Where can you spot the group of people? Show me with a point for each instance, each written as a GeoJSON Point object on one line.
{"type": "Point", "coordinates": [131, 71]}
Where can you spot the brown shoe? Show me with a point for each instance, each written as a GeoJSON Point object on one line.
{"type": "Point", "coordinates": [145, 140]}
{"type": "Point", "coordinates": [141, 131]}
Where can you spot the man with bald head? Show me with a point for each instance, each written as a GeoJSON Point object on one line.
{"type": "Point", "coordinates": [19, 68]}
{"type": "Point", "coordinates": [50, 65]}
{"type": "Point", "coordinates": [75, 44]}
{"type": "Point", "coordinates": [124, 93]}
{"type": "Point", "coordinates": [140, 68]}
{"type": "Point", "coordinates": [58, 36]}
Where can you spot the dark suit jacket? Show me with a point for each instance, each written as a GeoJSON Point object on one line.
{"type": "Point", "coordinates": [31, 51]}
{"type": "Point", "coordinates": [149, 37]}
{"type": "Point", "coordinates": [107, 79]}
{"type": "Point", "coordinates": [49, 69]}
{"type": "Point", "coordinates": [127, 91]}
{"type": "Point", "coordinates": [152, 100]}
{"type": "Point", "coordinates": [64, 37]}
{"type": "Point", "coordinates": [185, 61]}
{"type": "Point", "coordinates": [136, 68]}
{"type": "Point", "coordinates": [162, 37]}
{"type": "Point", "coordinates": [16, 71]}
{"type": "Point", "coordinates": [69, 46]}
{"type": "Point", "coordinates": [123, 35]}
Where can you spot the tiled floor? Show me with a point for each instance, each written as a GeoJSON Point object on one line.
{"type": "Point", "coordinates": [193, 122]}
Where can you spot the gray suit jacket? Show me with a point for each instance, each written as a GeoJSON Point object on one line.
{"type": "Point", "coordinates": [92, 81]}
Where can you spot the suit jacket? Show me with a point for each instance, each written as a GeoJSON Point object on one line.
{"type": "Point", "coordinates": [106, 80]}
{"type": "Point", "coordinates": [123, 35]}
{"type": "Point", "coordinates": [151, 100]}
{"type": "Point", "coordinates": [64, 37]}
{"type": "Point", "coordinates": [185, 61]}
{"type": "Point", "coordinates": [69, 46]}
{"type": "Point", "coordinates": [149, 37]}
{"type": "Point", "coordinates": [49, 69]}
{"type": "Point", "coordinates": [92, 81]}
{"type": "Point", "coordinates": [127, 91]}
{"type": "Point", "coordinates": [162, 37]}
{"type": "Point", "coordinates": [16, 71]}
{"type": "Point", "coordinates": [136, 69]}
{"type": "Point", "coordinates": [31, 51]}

Exercise instructions:
Your response must consist of the entries, reproduced exactly.

Task solution:
Where can you spot the group of people? Show me with a point for each instance, each written as a GeoJSON Point object on one line.
{"type": "Point", "coordinates": [131, 71]}
Where can you spot the brown shoe? Show me with a point for each instance, each written as a GeoJSON Point object on one line.
{"type": "Point", "coordinates": [145, 140]}
{"type": "Point", "coordinates": [141, 131]}
Where can you spot the man with bald head? Show me with a point for each instance, each written as a GeoJSON Point object on one line.
{"type": "Point", "coordinates": [19, 68]}
{"type": "Point", "coordinates": [50, 65]}
{"type": "Point", "coordinates": [75, 44]}
{"type": "Point", "coordinates": [124, 93]}
{"type": "Point", "coordinates": [140, 68]}
{"type": "Point", "coordinates": [58, 36]}
Where can you spot the dark suit jacket? Show me with a point for each instance, each written as a GeoJSON Point object on one line.
{"type": "Point", "coordinates": [31, 51]}
{"type": "Point", "coordinates": [149, 37]}
{"type": "Point", "coordinates": [107, 79]}
{"type": "Point", "coordinates": [49, 69]}
{"type": "Point", "coordinates": [127, 91]}
{"type": "Point", "coordinates": [152, 100]}
{"type": "Point", "coordinates": [64, 37]}
{"type": "Point", "coordinates": [185, 61]}
{"type": "Point", "coordinates": [136, 68]}
{"type": "Point", "coordinates": [162, 37]}
{"type": "Point", "coordinates": [16, 71]}
{"type": "Point", "coordinates": [69, 46]}
{"type": "Point", "coordinates": [123, 35]}
Where can you spot the tiled floor? Show me with a point for each instance, each written as a GeoJSON Point object on one line.
{"type": "Point", "coordinates": [193, 122]}
Where can you spot the gray suit jacket? Show me with a point for each instance, each written as a GeoJSON Point object on one line.
{"type": "Point", "coordinates": [92, 81]}
Where can you spot the suit jacket? Show me with a point for each instance, each written as a GeoJSON Point object on one line.
{"type": "Point", "coordinates": [106, 80]}
{"type": "Point", "coordinates": [123, 35]}
{"type": "Point", "coordinates": [151, 100]}
{"type": "Point", "coordinates": [64, 37]}
{"type": "Point", "coordinates": [185, 61]}
{"type": "Point", "coordinates": [69, 46]}
{"type": "Point", "coordinates": [149, 37]}
{"type": "Point", "coordinates": [49, 69]}
{"type": "Point", "coordinates": [92, 81]}
{"type": "Point", "coordinates": [127, 91]}
{"type": "Point", "coordinates": [162, 37]}
{"type": "Point", "coordinates": [16, 71]}
{"type": "Point", "coordinates": [136, 69]}
{"type": "Point", "coordinates": [31, 51]}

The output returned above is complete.